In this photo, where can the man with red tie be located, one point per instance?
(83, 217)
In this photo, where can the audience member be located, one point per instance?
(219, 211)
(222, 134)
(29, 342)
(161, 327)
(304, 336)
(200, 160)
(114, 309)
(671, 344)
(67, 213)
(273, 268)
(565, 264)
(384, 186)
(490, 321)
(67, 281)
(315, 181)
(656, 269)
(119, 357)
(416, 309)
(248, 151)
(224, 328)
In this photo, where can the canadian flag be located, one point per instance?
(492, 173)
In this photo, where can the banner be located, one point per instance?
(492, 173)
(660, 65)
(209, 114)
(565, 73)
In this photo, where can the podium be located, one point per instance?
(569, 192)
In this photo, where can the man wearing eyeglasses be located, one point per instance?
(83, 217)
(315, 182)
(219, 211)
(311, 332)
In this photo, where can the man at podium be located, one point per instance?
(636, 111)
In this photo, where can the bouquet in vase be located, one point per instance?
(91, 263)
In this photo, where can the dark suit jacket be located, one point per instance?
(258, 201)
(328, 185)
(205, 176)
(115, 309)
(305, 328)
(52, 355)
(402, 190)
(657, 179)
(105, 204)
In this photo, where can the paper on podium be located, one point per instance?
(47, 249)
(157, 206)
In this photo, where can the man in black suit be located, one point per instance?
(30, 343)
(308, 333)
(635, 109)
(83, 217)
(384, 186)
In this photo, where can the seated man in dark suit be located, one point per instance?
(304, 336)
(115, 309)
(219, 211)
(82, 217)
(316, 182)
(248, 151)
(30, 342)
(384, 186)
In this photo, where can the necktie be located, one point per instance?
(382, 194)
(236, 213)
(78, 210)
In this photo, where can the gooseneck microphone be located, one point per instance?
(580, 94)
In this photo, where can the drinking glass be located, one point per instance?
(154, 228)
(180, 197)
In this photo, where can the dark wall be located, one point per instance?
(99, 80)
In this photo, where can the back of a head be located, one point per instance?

* _Your goal_: Turn the lines above into a numbered list and leave out any blank lines.

* _Answer_:
1. In this photo, where can the man with red tie be located, one point per instance?
2. (83, 217)
3. In this photo, where can the audience member be located, one point per instance?
4. (219, 211)
5. (222, 134)
6. (29, 342)
7. (161, 327)
8. (304, 336)
9. (200, 160)
10. (114, 309)
11. (671, 344)
12. (67, 213)
13. (273, 268)
14. (565, 264)
15. (384, 186)
16. (490, 321)
17. (67, 281)
18. (315, 181)
19. (656, 269)
20. (119, 357)
21. (416, 309)
22. (248, 151)
23. (224, 328)
24. In this photo, where can the canadian flag be located, one point per instance?
25. (492, 173)
26. In this photo, where can the banner be located, one point per instance?
27. (492, 173)
28. (660, 65)
29. (209, 114)
30. (565, 73)
31. In this photo, where can the podium be located, one point per instance?
32. (569, 192)
33. In this photo, where can the man wearing eyeglasses be located, one point per instance?
34. (83, 217)
35. (315, 182)
36. (219, 211)
37. (311, 332)
38. In this photo, where can the man at podium be located, one point per instance?
39. (636, 111)
40. In this photo, where can the bouquet in vase be located, one point per instance?
41. (91, 263)
42. In this photo, where can the dark suit jacket be located, one point per instance?
43. (258, 201)
44. (328, 185)
45. (205, 176)
46. (115, 309)
47. (305, 328)
48. (52, 355)
49. (402, 190)
50. (657, 179)
51. (105, 204)
52. In this photo, where can the paper on podium be located, one point per instance?
53. (47, 249)
54. (157, 206)
55. In this photo, where can the man in black suit be located, one point per instance?
56. (30, 343)
57. (308, 333)
58. (635, 109)
59. (83, 217)
60. (384, 186)
61. In this photo, where can the seated man in dark suit be located, one point per instance?
62. (304, 336)
63. (115, 309)
64. (219, 211)
65. (82, 217)
66. (316, 182)
67. (248, 151)
68. (30, 342)
69. (384, 186)
70. In this photo, where can the necktie be located, one point per instance?
71. (382, 194)
72. (236, 213)
73. (78, 210)
74. In this photo, where can the gooseneck microphone be located, one point per instance?
75. (580, 94)
76. In this photo, where can the drinking glass be located, one point per instance?
77. (154, 228)
78. (180, 197)
79. In this photo, where can the dark wall be located, one point per instance?
80. (99, 80)
81. In this photo, where can the back of a head be located, one point per instance?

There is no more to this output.